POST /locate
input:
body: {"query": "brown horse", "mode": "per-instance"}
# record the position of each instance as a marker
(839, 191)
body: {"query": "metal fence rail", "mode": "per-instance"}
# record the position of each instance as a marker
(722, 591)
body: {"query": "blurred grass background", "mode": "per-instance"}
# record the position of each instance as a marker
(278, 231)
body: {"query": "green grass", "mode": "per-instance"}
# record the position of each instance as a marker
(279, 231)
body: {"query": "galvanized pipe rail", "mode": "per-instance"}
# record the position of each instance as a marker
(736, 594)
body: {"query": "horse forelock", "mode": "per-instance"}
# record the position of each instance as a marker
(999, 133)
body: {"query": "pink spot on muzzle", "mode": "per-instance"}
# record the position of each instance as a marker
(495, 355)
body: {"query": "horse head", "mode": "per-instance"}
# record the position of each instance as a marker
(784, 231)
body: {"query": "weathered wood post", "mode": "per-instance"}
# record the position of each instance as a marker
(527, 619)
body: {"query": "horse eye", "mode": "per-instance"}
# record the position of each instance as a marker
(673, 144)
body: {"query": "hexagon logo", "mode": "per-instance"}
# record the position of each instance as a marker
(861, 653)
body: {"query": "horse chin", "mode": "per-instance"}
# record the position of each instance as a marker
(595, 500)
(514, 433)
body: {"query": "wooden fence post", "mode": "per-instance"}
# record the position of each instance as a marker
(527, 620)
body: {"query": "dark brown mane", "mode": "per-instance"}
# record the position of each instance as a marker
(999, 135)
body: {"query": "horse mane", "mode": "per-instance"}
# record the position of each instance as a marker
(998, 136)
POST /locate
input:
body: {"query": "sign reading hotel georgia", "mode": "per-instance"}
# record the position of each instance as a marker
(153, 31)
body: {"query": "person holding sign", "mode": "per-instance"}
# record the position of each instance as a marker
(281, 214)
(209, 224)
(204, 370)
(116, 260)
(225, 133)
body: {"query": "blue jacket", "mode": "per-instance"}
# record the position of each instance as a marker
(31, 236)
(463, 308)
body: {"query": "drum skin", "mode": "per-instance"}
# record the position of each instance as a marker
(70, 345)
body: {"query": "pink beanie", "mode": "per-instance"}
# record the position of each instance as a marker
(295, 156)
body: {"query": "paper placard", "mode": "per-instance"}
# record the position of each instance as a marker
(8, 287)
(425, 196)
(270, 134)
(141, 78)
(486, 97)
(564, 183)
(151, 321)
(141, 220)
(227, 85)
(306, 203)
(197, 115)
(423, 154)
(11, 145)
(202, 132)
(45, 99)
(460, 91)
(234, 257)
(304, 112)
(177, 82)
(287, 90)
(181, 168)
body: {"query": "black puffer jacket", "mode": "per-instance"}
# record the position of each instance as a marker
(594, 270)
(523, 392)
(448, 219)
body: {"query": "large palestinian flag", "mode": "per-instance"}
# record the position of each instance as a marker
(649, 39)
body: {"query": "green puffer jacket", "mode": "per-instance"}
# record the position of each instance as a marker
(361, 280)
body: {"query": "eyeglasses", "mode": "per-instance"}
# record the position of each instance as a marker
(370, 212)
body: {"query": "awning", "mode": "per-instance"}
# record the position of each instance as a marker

···

■ TASK DETAILS: In full and exactly as written, the listing is to be copied again.

■ TASK ANSWER:
POST /locate
input:
body: {"query": "brown horse", "mode": "per-instance"}
# record the position of each instance as a marker
(839, 191)
body: {"query": "metal fence rail", "mode": "per-instance"}
# record the position of each instance as a marker
(722, 591)
body: {"query": "blurred grass background", "mode": "per-instance"}
# record the position of each instance as a marker
(278, 231)
body: {"query": "green grass", "mode": "per-instance"}
# record the position of each instance as a marker
(279, 231)
body: {"query": "galvanized pipe rail", "mode": "per-instance"}
# record the position of each instance as a marker
(736, 594)
body: {"query": "horse forelock", "mode": "per-instance"}
# record the position of each instance as a marker
(999, 133)
body: {"query": "pink spot on muzzle", "mode": "per-instance"}
# record the position of each instance as a marker
(495, 355)
body: {"query": "horse head", "mode": "per-instance"}
# record the position of each instance as a marker
(784, 231)
body: {"query": "weathered wood post", "mode": "per-instance"}
# record the position of each instance as a marker
(527, 619)
body: {"query": "horse eye", "mode": "per-instance"}
# record the position of each instance as a marker
(673, 144)
body: {"query": "hexagon logo", "mode": "per-instance"}
# record the position of each instance as a marker
(861, 653)
body: {"query": "horse chin", "mode": "per-instance"}
# record the position of each instance as a marker
(595, 500)
(514, 433)
body: {"query": "wooden fence post", "mode": "per-instance"}
# record the position of each instance as a marker
(527, 620)
body: {"query": "dark brown mane", "mode": "per-instance"}
# record the position of each instance as a marker
(999, 135)
body: {"query": "horse mane", "mode": "per-instance"}
# record the position of each instance as a marker
(998, 136)
POST /locate
input:
body: {"query": "sign reading hotel georgia", "mode": "per-instance"}
# record the position of each instance as a marker
(153, 31)
body: {"query": "person holding sign", "mode": "per-instance"}
# record the position of each instance as a marker
(281, 214)
(209, 224)
(204, 370)
(116, 260)
(225, 133)
body: {"query": "blue jacket", "mode": "per-instance"}
# record the position of each instance as a marker
(31, 236)
(463, 308)
body: {"query": "drum skin", "mode": "per-instance"}
# record the position of each instance as a marker
(70, 345)
body: {"query": "pink beanie", "mode": "per-instance"}
# record the position of each instance as a marker
(295, 156)
body: {"query": "paper placard", "mode": "per-instance"}
# record the position of each instance as a marker
(8, 287)
(425, 196)
(270, 134)
(141, 78)
(486, 97)
(564, 183)
(151, 321)
(141, 220)
(227, 85)
(306, 203)
(197, 115)
(423, 154)
(11, 145)
(202, 132)
(45, 99)
(460, 91)
(234, 257)
(304, 112)
(177, 82)
(287, 90)
(181, 168)
body: {"query": "black puffer jacket", "mode": "per-instance"}
# record the position of each instance as a marker
(594, 270)
(523, 392)
(448, 219)
body: {"query": "large palestinian flag", "mode": "per-instance"}
# record the position of each instance as a marker
(649, 39)
body: {"query": "green puffer jacket", "mode": "per-instance"}
# record the position of each instance as a marker
(361, 280)
body: {"query": "eyeglasses", "mode": "per-instance"}
# record the position of each instance as a marker
(370, 212)
body: {"query": "awning", "mode": "per-instance"}
# record the position of each instance as a marker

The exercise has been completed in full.